WRITTEN EXERCISE
Convert every line of the rows below into a Markdown table with the columns Index and Entry, numbering each line under Index and placing its text under Entry. Omit blank lines and the pictures.

################

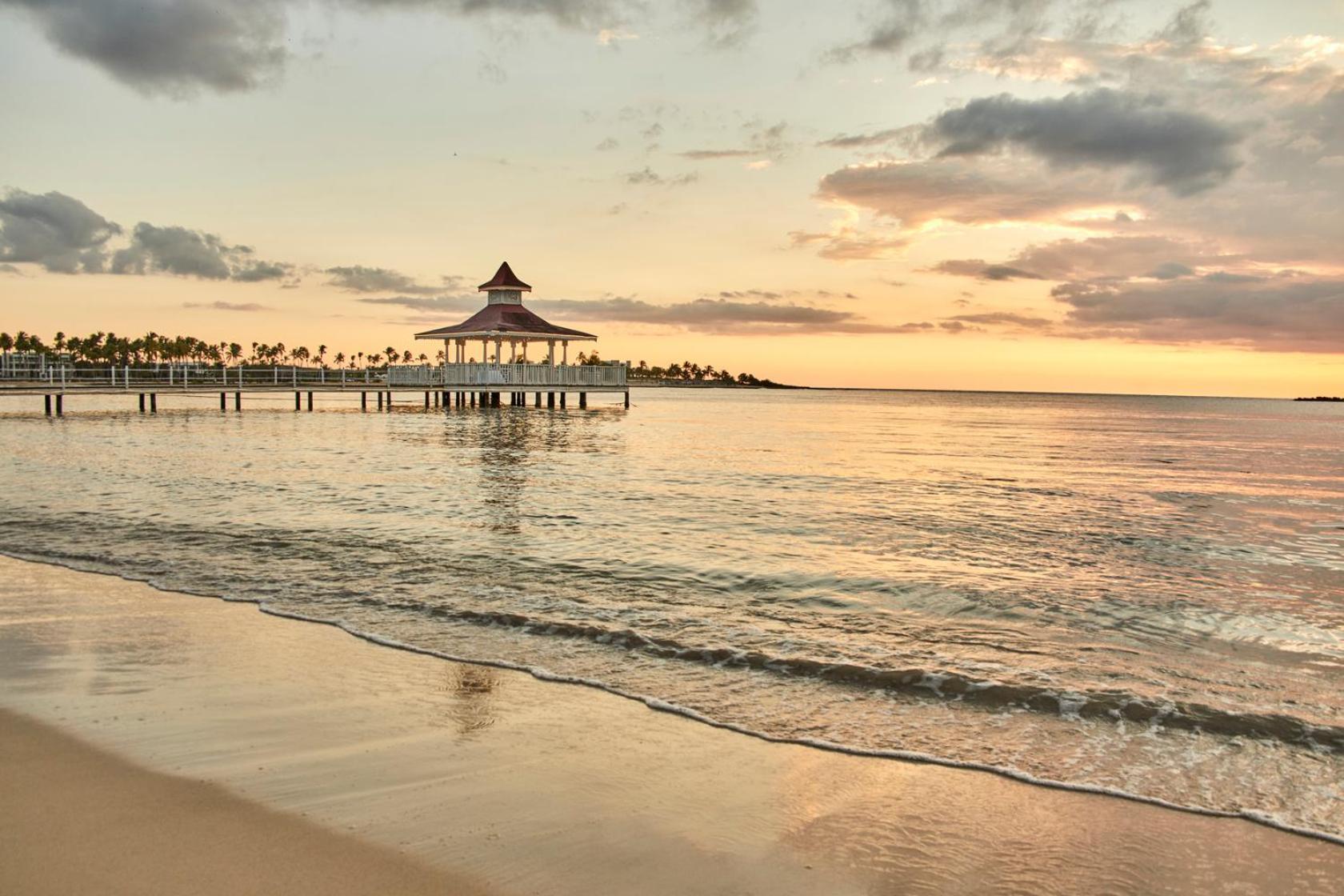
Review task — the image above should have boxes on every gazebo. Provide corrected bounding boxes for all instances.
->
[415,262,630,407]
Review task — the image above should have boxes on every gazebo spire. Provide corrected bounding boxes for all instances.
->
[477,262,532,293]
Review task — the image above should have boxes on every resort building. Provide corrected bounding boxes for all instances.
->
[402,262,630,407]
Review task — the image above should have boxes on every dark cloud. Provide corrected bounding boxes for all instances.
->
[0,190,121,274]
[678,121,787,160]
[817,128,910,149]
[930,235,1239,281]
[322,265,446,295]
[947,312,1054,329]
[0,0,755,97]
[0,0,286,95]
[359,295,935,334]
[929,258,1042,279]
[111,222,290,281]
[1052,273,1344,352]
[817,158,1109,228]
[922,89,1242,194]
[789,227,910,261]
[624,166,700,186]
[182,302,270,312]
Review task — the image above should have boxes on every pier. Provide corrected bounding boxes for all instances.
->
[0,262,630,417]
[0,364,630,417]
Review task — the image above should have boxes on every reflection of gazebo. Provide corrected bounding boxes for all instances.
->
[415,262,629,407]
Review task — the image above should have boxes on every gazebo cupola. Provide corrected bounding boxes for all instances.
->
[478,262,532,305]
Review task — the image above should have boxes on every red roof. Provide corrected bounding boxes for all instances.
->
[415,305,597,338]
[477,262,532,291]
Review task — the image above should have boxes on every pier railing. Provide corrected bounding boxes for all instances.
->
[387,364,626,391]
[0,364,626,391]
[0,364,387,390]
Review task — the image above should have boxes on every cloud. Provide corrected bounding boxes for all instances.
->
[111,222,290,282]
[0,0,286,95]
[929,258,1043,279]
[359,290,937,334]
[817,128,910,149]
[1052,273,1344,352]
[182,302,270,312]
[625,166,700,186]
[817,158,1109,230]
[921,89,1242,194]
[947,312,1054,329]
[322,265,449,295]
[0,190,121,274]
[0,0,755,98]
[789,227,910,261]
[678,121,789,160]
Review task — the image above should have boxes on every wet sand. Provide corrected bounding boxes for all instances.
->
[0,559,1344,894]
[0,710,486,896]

################

ANSWER TO THE TASK
| Index | Entry |
|---|---|
| 1 | Review task — the image above should have boxes on every gazebo. Provide corrected bounding boxes for all instances. |
| 2 | -> |
| 3 | [415,262,630,407] |
| 4 | Review task — the image above should have boxes on every gazebo spire. Provide corrected bounding boxes for all instances. |
| 5 | -> |
| 6 | [477,262,532,293] |
| 7 | Review task — the image above should have boxes on every resort building. Provide corrected bounding boxes for all instances. |
| 8 | -> |
| 9 | [402,262,630,407] |
| 10 | Review task — the image above should have boxes on every dark cloud. Provide corrected bounding boxes for all instances. |
| 11 | -> |
| 12 | [0,190,121,274] |
| 13 | [678,121,787,160] |
| 14 | [817,128,910,149] |
| 15 | [930,235,1239,281] |
| 16 | [322,265,446,295] |
| 17 | [947,312,1054,329] |
| 18 | [0,0,755,97] |
| 19 | [0,0,286,95] |
| 20 | [359,295,935,334] |
| 21 | [929,258,1042,279] |
| 22 | [111,222,290,281] |
| 23 | [1052,273,1344,352] |
| 24 | [817,158,1109,228] |
| 25 | [922,89,1242,194] |
| 26 | [789,227,910,261] |
| 27 | [624,166,700,186] |
| 28 | [182,302,270,312] |
| 29 | Review task — the image above should have boxes on every pier. Provide corrected bounding boxes for all instances. |
| 30 | -> |
| 31 | [0,262,630,417] |
| 32 | [0,364,630,417] |
| 33 | Review task — the image above should have boxes on every reflection of gazebo. Provide corrected bounding boxes for all instances. |
| 34 | -> |
| 35 | [415,262,629,407] |
| 36 | Review task — the image above should have boxes on every gazebo cupola. Provide corrected bounding boxes for all instances. |
| 37 | -> |
| 38 | [478,262,532,305] |
| 39 | Review task — the image above should have boxes on every red roof. Provide corrected bounding boxes for all instances. |
| 40 | -> |
| 41 | [415,305,597,338] |
| 42 | [477,262,532,291] |
| 43 | Review task — the image above should have boxes on every pier railing. Provide corrected bounding boxes for all instances. |
| 44 | -> |
| 45 | [387,364,626,391] |
| 46 | [0,364,626,391] |
| 47 | [0,364,387,390] |
| 48 | Review task — the image above should have boxes on every cloud. Provide corrected bounding boxes for all instances. |
| 49 | -> |
| 50 | [111,222,290,282] |
| 51 | [0,0,286,95] |
| 52 | [929,258,1043,279] |
| 53 | [359,290,937,334] |
| 54 | [817,128,910,149] |
| 55 | [1052,273,1344,352] |
| 56 | [182,302,270,312] |
| 57 | [625,166,700,186] |
| 58 | [817,158,1109,230] |
| 59 | [921,89,1242,194] |
| 60 | [947,312,1054,329] |
| 61 | [322,265,449,295] |
| 62 | [0,190,121,274] |
| 63 | [0,0,755,98] |
| 64 | [789,227,910,261] |
| 65 | [678,121,789,160] |
| 66 | Review task — the image above should have boxes on every wet sand. Provide corrected bounding boxes for all instances. |
| 67 | -> |
| 68 | [0,559,1344,894] |
| 69 | [0,710,486,896] |